* _What the exercise asks_: Each line that includes "forested" must be copied from the records.

(Point-per-instance localization data)
***
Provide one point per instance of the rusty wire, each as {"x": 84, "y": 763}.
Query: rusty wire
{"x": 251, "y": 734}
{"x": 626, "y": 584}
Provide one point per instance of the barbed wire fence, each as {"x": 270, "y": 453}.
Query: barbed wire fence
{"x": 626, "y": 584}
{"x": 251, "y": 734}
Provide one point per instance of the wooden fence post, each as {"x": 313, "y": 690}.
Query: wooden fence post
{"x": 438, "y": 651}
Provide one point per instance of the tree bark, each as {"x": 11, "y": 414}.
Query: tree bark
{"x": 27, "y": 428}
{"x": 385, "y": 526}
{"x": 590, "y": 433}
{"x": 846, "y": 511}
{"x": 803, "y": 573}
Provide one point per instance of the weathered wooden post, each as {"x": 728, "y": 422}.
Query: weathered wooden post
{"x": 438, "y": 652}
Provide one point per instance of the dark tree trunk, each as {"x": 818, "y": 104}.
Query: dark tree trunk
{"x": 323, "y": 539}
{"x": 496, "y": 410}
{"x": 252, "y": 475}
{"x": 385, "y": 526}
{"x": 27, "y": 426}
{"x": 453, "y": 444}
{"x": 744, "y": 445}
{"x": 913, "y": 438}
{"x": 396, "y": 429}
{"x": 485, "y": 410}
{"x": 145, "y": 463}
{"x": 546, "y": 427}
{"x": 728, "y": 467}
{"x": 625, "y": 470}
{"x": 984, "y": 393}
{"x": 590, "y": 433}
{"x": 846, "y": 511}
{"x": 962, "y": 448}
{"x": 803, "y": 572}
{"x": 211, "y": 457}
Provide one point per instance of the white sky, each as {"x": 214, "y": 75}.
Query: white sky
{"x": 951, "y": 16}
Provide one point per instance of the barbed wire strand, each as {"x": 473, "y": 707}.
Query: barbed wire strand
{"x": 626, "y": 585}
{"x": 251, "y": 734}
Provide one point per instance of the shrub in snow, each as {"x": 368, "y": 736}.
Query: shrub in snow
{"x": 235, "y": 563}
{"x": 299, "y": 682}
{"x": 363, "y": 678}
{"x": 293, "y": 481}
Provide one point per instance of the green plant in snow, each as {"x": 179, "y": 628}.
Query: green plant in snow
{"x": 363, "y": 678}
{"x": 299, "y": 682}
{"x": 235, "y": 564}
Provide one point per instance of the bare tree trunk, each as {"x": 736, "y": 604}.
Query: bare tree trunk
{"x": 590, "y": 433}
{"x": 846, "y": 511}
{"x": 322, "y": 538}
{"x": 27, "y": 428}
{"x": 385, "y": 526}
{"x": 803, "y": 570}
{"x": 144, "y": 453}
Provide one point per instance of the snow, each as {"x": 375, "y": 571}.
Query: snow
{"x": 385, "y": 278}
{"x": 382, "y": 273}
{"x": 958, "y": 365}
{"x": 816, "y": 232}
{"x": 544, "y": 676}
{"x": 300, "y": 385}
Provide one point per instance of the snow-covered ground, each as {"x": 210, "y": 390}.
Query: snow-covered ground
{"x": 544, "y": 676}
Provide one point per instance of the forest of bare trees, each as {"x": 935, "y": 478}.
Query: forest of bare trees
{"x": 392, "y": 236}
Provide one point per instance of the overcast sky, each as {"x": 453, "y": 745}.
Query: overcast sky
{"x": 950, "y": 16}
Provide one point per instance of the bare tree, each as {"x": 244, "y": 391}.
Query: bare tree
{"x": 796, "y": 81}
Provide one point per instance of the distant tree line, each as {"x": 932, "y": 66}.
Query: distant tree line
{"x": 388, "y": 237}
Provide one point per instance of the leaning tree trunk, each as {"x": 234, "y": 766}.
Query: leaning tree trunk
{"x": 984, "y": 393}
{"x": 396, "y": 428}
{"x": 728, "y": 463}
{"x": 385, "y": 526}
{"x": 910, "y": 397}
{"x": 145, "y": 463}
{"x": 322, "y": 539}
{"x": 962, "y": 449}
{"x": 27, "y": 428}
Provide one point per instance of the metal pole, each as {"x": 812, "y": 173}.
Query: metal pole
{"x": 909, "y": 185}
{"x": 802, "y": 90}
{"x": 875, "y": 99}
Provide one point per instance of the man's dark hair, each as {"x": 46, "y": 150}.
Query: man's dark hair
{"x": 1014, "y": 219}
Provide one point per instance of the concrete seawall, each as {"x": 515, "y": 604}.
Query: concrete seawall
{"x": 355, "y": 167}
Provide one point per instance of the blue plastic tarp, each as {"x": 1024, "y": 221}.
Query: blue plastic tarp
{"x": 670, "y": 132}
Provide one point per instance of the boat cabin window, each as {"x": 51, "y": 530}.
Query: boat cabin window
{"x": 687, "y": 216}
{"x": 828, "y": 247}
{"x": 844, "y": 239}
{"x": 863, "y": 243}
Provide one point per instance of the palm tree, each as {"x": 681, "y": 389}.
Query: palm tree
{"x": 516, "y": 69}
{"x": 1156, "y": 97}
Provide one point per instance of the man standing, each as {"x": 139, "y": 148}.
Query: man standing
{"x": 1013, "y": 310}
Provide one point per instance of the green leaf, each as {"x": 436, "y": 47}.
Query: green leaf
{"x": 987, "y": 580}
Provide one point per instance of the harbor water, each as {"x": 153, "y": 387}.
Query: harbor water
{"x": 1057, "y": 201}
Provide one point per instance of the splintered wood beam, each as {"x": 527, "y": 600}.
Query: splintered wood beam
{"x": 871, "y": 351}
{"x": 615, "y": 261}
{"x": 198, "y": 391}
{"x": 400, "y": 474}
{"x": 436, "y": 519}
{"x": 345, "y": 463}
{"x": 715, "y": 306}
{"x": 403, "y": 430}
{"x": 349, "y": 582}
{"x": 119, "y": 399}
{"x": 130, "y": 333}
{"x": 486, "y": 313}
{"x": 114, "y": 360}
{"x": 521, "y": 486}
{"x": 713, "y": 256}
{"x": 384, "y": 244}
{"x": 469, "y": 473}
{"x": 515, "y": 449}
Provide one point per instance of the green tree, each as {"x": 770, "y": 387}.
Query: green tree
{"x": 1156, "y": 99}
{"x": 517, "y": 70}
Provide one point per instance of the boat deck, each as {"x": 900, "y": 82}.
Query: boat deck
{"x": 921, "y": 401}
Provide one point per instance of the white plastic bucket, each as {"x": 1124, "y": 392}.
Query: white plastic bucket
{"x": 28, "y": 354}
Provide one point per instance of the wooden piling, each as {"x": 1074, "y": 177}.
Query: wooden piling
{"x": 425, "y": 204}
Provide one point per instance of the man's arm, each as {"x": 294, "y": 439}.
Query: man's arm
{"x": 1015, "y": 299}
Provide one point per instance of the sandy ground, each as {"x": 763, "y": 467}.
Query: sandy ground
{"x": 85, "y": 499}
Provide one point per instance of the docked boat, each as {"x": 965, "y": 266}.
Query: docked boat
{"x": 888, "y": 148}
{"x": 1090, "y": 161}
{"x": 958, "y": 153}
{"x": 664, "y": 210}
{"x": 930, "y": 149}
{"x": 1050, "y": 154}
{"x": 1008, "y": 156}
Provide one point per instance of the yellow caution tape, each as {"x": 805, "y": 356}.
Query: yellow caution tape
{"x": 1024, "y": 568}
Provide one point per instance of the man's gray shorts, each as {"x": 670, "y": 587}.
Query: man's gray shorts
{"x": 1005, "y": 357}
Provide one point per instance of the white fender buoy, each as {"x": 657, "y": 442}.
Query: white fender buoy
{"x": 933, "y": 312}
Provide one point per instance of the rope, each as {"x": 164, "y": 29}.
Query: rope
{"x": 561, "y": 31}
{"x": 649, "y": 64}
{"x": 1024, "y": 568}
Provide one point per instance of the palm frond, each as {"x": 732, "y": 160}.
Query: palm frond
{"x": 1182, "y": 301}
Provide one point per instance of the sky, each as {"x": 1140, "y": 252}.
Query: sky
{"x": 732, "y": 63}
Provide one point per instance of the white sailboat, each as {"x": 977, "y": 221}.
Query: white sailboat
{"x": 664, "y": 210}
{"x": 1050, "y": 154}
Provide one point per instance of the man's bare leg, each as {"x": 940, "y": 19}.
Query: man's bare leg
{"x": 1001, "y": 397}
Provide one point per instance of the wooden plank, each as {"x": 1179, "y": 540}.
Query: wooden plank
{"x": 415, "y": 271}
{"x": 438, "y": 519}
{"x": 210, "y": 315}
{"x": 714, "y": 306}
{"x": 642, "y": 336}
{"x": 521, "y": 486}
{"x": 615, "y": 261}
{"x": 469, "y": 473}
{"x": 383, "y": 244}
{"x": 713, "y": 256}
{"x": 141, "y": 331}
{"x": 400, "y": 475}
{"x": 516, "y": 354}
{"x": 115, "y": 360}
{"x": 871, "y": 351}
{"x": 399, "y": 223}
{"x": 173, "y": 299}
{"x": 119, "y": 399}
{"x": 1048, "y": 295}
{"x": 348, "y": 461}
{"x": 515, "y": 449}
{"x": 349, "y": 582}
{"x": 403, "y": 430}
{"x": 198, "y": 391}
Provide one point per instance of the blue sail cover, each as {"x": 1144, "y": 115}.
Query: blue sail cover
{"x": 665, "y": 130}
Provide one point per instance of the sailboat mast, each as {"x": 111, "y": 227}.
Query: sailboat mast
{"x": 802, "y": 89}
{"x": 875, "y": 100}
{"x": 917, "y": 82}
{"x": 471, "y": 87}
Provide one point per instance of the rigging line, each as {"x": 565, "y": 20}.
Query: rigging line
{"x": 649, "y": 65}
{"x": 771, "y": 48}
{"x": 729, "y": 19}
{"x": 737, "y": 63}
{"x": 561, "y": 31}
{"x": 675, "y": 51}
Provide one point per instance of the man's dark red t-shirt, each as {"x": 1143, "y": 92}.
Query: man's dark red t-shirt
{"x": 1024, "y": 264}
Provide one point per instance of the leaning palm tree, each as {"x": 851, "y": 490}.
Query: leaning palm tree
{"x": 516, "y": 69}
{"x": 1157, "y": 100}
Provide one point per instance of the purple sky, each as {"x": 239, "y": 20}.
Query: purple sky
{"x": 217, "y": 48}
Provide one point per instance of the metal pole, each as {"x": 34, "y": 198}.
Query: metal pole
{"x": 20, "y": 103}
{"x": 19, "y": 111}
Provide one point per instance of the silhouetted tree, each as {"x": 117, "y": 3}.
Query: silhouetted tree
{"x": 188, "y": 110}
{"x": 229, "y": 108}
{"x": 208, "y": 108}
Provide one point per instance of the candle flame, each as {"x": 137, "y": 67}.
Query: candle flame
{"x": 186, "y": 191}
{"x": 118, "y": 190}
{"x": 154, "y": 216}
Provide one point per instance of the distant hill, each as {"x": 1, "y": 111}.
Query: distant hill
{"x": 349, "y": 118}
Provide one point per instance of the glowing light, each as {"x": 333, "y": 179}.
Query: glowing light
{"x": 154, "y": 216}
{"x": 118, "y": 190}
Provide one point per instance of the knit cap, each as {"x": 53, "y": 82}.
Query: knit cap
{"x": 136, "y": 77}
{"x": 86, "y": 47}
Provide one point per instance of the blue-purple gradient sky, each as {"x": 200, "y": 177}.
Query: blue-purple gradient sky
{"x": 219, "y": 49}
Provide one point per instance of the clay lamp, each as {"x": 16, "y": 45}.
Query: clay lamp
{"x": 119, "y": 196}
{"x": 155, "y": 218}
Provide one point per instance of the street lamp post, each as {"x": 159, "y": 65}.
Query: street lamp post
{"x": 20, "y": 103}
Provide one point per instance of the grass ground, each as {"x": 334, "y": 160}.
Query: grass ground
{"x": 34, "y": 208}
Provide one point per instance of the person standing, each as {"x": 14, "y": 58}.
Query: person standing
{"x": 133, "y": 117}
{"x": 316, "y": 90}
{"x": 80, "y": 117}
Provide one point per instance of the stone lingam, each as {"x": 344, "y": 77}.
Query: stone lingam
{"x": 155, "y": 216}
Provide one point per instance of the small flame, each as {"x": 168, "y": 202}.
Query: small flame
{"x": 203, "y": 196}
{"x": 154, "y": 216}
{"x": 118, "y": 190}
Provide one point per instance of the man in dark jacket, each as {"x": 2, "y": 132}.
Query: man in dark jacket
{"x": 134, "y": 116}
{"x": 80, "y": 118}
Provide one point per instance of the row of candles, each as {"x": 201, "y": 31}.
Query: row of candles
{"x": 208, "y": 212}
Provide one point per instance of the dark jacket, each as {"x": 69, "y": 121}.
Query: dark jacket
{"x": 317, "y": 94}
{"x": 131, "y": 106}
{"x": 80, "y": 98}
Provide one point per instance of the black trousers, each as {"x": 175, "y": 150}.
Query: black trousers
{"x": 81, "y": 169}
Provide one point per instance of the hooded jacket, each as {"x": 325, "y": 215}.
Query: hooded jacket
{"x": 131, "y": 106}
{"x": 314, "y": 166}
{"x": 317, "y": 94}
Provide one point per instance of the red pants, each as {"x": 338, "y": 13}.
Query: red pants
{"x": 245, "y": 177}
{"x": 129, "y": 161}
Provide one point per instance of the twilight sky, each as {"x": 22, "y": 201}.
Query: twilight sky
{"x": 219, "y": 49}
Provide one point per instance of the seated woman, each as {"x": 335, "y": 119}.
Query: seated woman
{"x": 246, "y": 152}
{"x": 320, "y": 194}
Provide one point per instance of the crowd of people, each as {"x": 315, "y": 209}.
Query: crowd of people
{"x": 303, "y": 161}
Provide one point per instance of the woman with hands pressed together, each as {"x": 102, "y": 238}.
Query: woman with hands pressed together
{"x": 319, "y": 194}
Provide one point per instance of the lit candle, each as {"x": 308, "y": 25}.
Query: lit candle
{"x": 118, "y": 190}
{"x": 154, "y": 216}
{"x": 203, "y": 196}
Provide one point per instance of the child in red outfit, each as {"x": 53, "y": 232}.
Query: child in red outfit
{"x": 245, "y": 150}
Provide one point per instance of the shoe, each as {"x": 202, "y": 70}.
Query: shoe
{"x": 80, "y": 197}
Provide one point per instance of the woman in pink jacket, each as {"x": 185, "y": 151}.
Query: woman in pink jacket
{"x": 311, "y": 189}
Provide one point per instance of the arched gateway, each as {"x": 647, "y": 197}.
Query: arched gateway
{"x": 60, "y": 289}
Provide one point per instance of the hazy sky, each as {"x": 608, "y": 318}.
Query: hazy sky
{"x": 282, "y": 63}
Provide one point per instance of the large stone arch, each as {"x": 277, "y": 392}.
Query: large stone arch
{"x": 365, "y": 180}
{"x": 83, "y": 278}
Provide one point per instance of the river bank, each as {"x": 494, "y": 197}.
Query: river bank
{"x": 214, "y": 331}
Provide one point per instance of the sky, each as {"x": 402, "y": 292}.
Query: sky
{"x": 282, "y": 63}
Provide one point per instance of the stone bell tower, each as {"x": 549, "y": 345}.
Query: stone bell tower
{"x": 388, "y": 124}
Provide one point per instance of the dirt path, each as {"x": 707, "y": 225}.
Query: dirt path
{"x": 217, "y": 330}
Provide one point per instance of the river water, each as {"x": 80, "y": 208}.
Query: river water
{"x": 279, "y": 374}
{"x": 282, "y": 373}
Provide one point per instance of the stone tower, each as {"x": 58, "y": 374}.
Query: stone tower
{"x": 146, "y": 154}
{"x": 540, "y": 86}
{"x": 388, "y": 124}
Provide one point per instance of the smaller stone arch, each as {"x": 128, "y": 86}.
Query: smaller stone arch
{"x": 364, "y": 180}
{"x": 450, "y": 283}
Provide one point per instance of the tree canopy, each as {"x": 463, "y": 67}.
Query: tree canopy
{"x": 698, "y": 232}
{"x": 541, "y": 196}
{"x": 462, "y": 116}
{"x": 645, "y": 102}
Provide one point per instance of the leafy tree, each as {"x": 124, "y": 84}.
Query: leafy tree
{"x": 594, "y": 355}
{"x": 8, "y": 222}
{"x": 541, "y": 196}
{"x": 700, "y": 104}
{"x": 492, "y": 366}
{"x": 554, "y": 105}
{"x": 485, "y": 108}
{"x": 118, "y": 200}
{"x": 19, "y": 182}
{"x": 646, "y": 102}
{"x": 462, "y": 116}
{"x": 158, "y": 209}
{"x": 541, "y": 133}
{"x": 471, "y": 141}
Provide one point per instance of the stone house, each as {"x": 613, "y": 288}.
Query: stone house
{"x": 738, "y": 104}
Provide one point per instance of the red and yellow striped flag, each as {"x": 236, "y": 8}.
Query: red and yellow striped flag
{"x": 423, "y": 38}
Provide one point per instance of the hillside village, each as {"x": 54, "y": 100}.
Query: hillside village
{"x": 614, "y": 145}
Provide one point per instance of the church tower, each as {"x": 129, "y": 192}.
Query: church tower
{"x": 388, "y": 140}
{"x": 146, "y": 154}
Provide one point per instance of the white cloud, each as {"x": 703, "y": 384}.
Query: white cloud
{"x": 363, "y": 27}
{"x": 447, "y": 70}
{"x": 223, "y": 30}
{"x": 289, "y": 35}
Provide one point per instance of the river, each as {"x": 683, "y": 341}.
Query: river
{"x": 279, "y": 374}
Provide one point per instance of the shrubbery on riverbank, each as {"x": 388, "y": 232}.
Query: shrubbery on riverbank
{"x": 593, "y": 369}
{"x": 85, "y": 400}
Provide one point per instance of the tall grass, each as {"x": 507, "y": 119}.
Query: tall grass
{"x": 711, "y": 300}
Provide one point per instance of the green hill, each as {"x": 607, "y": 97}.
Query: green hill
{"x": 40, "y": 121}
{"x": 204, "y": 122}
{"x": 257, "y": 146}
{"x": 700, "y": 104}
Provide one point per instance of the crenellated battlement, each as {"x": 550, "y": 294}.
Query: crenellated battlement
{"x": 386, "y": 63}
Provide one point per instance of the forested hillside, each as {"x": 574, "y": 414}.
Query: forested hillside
***
* _Answer for this exercise_:
Provide one point per instance of the forested hillside, each as {"x": 574, "y": 414}.
Query: forested hillside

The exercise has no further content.